**Goals:**
a) In the passage on cross-border financial services, what does the regulatory perimeter of a foreign jurisdiction normally coincide with?
b) List every question that the passage on cross-border financial services asks before the heading "At the client's initiative."
c) According to the passage on cross-border financial services, why is it now harder to say where business is conducted?

**Quoted text:**
######
Now if a fellow sets herself up to provide regulated financial services in, oooh, I don’t know, say the United Kingdom, subject to and all watched over by the machines of loving grace[2] of the Financial Conduct Authority, then must she withhold her services from someone who reaches out from foreign shores to ask for them? Must she worry about the financial services regulations of that far-away place?
The answer question depends on the regulatory “perimeter” of that foreign jurisdiction. Normally, it will coincide with the physical borders of the country: as long as our fellow doesn’t provide her services in that jurisdiction she will not be subject to its laws and regulations.
These days, the mod cons — telephony, the world-wide internet — makes it all so much harder. What if our fellow stays in England and the client stays in its jurisdiction? Where then is the business conducted?
“At the client’s initiative”
Here we consider who initiates the business. Does the client initiate the business request? What if our fellow promoted herself, advertised, in that jurisdiction? The legislation has two passages which help us. The first is Recital 85 of MiFID 2, which ponders what is to be considered at the client’s initiative:
- A service should be considered to be provided at the initiative of a client unless the client demands it in response to a personalised communication from or on behalf of the firm to that particular client, which contains an invitation or is intended to influence the client in respect of a specific financial instrument or specific transaction. A service can be considered to be provided at the initiative of the client notwithstanding that the client demands it on the basis of any communication containing a promotion or offer of financial instruments made by any means that by its very nature is general and addressed to the public or a larger group or category of clients or potential clients.
######
**Extracted material:**
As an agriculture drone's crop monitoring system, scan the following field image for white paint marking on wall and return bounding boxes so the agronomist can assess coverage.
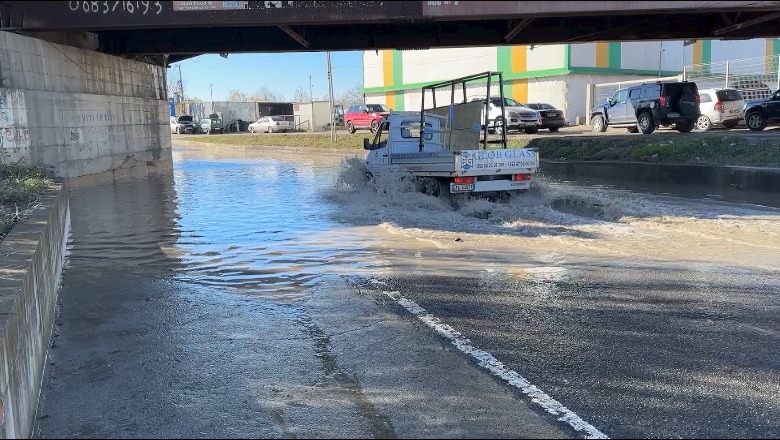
[375,288,609,439]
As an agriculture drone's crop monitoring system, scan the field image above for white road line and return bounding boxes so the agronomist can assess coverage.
[383,291,609,439]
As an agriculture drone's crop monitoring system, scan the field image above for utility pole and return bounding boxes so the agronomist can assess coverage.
[309,75,317,132]
[179,64,187,114]
[325,52,336,142]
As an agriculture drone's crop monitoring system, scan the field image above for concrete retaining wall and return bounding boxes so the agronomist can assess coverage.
[0,32,171,177]
[540,161,780,192]
[0,186,70,438]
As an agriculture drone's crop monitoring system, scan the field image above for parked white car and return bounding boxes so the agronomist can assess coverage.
[696,89,745,131]
[471,96,542,134]
[171,115,198,134]
[249,116,292,133]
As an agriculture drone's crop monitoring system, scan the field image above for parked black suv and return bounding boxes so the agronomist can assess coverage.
[742,90,780,131]
[590,81,701,134]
######
**Outputs:**
a) It normally coincides with the physical borders of the country.

b)
1. Then must she withhold her services from someone who reaches out from foreign shores to ask for them?
2. Must she worry about the financial services regulations of that far-away place?
3. What if our fellow stays in England and the client stays in its jurisdiction?
4. Where then is the business conducted?

c) Modern conveniences such as telephony and the internet make it harder. The provider can stay in England while the client stays in its own jurisdiction, so it is unclear where the business takes place.